#### Available data ####
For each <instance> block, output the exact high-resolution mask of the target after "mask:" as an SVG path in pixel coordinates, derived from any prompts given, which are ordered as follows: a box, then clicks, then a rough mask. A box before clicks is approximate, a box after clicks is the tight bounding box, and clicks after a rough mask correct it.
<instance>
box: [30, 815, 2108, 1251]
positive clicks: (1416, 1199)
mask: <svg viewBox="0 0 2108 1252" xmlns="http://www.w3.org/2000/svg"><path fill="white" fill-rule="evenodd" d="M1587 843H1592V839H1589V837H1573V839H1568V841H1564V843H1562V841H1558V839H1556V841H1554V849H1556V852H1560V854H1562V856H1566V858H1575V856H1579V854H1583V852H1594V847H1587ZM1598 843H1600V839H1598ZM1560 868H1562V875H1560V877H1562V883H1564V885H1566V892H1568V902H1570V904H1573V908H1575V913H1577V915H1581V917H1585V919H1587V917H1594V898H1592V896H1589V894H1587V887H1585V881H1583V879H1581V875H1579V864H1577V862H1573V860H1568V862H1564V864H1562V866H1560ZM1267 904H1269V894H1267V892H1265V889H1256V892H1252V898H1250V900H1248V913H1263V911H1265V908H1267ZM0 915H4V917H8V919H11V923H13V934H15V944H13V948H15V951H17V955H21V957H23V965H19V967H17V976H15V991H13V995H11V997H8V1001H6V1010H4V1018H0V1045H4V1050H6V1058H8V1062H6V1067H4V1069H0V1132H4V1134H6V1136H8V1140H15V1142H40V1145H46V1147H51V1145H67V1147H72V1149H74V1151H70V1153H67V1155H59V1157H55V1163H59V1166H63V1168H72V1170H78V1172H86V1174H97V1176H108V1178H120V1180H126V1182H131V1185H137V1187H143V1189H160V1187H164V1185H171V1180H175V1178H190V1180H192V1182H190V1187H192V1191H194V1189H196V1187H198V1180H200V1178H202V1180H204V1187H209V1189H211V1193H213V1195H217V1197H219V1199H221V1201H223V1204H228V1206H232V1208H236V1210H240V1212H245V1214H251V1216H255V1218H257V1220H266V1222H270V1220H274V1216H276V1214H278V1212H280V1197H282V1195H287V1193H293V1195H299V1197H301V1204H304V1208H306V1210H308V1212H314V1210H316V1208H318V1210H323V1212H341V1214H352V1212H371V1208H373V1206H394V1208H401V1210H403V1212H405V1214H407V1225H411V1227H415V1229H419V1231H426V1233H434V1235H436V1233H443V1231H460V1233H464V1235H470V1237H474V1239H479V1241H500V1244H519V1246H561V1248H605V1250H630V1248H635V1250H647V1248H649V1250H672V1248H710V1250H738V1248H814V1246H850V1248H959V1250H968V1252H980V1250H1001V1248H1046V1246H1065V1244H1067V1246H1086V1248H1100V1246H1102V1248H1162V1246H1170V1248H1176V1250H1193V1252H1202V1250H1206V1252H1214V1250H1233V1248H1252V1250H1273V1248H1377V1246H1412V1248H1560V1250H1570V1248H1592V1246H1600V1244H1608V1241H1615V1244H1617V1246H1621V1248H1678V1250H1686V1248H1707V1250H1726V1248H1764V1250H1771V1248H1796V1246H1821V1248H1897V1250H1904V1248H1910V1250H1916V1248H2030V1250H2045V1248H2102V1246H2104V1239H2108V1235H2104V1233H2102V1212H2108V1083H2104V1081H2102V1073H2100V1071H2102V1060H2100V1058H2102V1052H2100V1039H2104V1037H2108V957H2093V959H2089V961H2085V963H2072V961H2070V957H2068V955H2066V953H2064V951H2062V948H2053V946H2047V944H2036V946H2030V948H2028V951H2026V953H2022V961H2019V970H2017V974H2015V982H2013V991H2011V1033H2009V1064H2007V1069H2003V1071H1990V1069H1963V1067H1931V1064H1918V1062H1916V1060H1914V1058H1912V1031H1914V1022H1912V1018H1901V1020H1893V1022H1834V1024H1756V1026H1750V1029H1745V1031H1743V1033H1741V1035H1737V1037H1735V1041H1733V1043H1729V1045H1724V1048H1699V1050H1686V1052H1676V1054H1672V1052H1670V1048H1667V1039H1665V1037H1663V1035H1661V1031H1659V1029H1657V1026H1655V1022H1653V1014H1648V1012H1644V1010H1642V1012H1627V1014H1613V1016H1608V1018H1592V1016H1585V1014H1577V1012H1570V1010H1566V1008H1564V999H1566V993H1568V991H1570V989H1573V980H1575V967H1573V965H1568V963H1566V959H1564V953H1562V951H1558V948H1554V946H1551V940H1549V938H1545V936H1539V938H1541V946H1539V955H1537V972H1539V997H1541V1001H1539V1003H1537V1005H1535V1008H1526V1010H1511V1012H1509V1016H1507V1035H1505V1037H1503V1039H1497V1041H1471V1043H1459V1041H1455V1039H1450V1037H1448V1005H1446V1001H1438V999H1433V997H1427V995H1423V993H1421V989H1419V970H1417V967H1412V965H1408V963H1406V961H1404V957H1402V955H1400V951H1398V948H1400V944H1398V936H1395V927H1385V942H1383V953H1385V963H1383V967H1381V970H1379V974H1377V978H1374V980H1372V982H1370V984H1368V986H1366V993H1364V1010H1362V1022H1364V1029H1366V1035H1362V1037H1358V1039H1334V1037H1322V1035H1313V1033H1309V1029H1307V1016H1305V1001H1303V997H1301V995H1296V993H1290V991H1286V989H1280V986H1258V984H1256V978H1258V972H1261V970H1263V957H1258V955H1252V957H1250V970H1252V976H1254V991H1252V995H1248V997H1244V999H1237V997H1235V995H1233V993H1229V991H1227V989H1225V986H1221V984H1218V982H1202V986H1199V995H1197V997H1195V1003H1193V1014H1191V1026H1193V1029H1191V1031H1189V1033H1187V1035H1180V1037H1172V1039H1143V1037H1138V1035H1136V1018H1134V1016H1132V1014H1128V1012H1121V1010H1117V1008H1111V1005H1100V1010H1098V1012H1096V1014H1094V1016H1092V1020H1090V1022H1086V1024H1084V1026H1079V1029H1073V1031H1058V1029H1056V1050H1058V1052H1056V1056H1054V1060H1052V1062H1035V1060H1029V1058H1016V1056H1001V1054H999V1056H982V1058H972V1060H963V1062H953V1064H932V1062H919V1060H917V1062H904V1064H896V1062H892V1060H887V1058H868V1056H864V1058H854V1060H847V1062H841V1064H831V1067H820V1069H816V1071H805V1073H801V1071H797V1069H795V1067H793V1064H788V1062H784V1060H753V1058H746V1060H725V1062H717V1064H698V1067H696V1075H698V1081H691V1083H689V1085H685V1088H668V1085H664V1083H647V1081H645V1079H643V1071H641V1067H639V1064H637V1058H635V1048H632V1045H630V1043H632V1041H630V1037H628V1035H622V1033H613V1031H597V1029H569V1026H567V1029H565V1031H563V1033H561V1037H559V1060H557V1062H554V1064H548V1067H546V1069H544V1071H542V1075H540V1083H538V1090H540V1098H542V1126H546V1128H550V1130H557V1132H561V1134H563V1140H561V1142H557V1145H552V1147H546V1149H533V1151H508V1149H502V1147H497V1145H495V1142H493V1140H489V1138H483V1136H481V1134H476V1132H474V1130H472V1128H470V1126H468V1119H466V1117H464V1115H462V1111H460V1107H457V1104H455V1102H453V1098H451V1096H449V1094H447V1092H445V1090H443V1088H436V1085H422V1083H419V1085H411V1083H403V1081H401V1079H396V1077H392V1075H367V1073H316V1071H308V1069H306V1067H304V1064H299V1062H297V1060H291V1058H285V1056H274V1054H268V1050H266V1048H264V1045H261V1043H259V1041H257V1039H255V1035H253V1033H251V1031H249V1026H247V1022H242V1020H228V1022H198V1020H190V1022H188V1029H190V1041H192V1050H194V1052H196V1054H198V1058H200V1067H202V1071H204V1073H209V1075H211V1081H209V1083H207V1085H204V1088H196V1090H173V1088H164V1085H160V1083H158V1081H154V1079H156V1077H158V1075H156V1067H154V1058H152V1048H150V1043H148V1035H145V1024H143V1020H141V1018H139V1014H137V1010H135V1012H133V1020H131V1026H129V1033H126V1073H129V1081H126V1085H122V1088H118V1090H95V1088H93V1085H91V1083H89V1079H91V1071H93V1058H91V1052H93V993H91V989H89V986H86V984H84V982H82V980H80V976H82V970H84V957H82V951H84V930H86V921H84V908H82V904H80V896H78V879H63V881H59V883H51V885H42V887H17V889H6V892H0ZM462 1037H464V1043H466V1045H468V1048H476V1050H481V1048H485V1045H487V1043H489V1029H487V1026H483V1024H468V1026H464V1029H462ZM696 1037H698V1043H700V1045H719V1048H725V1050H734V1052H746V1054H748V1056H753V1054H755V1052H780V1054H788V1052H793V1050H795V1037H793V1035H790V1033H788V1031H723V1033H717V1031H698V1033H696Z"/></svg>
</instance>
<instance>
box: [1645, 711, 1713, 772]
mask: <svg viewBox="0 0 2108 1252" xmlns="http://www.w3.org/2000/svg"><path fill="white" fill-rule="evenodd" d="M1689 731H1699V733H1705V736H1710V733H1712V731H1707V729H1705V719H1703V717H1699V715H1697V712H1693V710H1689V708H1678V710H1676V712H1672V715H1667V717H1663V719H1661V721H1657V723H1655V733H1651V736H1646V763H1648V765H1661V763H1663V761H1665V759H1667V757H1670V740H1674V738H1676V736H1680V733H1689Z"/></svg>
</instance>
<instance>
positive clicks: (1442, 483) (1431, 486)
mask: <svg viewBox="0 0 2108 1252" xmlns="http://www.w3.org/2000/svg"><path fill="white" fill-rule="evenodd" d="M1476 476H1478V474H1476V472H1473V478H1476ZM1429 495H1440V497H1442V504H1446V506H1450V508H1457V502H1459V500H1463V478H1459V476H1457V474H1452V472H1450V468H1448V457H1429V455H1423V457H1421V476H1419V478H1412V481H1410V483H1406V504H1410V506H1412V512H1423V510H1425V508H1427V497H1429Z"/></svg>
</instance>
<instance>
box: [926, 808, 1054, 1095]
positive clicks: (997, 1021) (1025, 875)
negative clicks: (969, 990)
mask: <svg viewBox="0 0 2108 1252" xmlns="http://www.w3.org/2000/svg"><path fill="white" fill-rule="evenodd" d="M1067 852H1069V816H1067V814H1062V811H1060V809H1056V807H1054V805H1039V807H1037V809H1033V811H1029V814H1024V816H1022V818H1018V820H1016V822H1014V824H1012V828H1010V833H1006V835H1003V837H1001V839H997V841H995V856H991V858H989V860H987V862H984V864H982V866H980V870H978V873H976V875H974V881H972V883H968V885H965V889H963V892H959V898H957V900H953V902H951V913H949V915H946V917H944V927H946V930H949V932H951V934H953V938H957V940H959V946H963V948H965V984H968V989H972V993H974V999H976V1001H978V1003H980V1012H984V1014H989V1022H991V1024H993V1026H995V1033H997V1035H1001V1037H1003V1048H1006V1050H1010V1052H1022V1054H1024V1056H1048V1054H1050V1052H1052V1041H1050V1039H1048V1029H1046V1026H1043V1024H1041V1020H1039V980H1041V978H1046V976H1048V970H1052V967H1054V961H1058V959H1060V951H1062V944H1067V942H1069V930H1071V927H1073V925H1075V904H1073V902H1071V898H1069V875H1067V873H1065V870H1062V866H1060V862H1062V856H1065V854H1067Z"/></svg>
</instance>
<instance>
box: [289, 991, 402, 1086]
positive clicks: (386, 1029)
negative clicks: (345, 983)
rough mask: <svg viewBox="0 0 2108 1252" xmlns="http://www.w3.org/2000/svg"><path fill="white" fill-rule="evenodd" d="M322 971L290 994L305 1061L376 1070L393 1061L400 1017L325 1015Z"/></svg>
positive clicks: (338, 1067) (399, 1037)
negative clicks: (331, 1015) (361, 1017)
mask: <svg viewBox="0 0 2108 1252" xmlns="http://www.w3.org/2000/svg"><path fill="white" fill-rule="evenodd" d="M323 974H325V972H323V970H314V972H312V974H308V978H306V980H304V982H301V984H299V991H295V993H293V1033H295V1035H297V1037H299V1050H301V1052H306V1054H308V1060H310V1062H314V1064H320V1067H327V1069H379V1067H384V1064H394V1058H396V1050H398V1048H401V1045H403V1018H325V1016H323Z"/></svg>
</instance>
####
Task statement
In the data above, find each line where the string "positive" appears, then copy it.

Exercise solution
positive clicks: (1416, 1199)
positive clicks: (1442, 483) (1431, 486)
positive clicks: (997, 1021) (1025, 875)
positive clicks: (386, 1029)
positive clicks: (338, 1067) (399, 1037)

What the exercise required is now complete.